#### Texte extrait

Au comptoir et en rayon le café ne cesse d'augmenter: voici pourquoi ça va continuer

Une tasse de café et des grains de café (photo d'illustration). - Pixabay
C'est un petit plaisir du matin qui coûte de plus en plus cher. Que vous le consommiez en expresso ou allongé, au comptoir d'un troquet ou à la maison, vous avez dû remarquer que le prix du café a considérablement augmenté. Difficile d'évaluer de combien précisément tant le prix fluctue d'un établissement à l'autre, qu'il se trouve à Paris ou dans une petite ville. Et en rayon d'une marque de café à l'autre, qu'on l'achète soluble, en grains ou en dosette.
En septembre, la Fédération des maîtres restaurateurs avait tout de même estimé qu'en moyenne, le prix d'une tasse avait augmenté d'en moyenne 10 centimes depuis janvier 2024. Et atteint 1,40 euro consommé au comptoir, ou entre 2,60 et 3 euros en salle.

########

Recopiez à l'identique le passage de l'article sur la hausse du prix du café qui va de « Au comptoir et » jusqu'à « euros en salle. » inclus.

#### Lignes de données

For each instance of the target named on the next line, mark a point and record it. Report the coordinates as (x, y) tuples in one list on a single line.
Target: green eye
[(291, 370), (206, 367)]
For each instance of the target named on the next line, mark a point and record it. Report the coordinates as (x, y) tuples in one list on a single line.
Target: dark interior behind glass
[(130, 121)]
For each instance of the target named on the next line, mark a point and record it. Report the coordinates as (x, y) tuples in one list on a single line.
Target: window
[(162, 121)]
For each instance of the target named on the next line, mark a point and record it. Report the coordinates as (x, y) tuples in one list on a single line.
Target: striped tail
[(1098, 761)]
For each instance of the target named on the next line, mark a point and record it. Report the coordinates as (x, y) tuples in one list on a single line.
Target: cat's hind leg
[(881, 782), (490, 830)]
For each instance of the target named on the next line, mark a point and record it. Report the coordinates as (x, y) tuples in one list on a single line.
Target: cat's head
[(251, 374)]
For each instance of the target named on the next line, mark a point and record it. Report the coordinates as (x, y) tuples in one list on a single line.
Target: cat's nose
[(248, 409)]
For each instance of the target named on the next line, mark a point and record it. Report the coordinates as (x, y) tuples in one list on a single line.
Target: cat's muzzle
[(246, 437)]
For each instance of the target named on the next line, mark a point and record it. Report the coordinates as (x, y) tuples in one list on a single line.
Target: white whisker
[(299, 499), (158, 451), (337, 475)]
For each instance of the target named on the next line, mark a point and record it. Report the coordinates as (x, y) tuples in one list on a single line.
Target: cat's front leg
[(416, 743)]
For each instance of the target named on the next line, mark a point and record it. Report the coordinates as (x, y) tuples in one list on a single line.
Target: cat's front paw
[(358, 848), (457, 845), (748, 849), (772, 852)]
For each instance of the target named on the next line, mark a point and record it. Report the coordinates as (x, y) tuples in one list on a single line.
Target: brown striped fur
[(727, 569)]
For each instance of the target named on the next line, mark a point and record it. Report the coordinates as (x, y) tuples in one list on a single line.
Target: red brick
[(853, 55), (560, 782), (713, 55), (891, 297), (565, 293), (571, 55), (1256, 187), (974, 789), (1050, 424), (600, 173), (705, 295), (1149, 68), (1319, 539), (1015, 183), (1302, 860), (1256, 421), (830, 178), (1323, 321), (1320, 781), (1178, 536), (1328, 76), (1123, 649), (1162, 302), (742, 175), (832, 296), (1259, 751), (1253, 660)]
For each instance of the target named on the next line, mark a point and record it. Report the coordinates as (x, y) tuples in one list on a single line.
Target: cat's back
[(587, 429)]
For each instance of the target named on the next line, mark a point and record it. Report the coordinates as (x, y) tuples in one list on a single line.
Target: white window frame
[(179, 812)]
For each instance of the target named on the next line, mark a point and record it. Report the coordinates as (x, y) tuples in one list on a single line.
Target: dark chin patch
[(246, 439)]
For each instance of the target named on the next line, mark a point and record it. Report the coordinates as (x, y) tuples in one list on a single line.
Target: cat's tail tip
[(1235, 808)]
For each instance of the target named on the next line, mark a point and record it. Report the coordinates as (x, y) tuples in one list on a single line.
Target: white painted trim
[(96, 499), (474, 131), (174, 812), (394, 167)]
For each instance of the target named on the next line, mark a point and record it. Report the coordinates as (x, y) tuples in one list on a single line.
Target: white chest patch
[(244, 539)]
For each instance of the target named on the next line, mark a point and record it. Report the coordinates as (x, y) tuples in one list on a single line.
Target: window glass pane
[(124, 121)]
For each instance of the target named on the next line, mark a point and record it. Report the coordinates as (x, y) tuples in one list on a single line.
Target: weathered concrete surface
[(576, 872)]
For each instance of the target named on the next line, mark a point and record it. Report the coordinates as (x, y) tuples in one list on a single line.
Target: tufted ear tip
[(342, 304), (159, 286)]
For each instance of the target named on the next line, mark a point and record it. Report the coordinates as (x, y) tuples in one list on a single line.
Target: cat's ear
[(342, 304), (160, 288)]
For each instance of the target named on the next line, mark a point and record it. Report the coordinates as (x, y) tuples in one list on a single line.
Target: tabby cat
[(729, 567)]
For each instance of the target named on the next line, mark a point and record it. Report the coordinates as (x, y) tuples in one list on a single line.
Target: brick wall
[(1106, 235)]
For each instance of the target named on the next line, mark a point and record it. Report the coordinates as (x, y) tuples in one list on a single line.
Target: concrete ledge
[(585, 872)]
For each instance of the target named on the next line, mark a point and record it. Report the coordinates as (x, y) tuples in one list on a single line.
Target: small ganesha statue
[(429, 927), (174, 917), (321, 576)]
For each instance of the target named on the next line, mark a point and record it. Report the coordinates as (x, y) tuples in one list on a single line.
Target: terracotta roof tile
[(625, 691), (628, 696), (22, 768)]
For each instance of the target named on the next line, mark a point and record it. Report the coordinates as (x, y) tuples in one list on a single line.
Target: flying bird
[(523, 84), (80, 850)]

########

- Réponse à la consigne
Au comptoir et en rayon le café ne cesse d'augmenter: voici pourquoi ça va continuer

Une tasse de café et des grains de café (photo d'illustration). - Pixabay
C'est un petit plaisir du matin qui coûte de plus en plus cher. Que vous le consommiez en expresso ou allongé, au comptoir d'un troquet ou à la maison, vous avez dû remarquer que le prix du café a considérablement augmenté. Difficile d'évaluer de combien précisément tant le prix fluctue d'un établissement à l'autre, qu'il se trouve à Paris ou dans une petite ville. Et en rayon d'une marque de café à l'autre, qu'on l'achète soluble, en grains ou en dosette.
En septembre, la Fédération des maîtres restaurateurs avait tout de même estimé qu'en moyenne, le prix d'une tasse avait augmenté d'en moyenne 10 centimes depuis janvier 2024. Et atteint 1,40 euro consommé au comptoir, ou entre 2,60 et 3 euros en salle.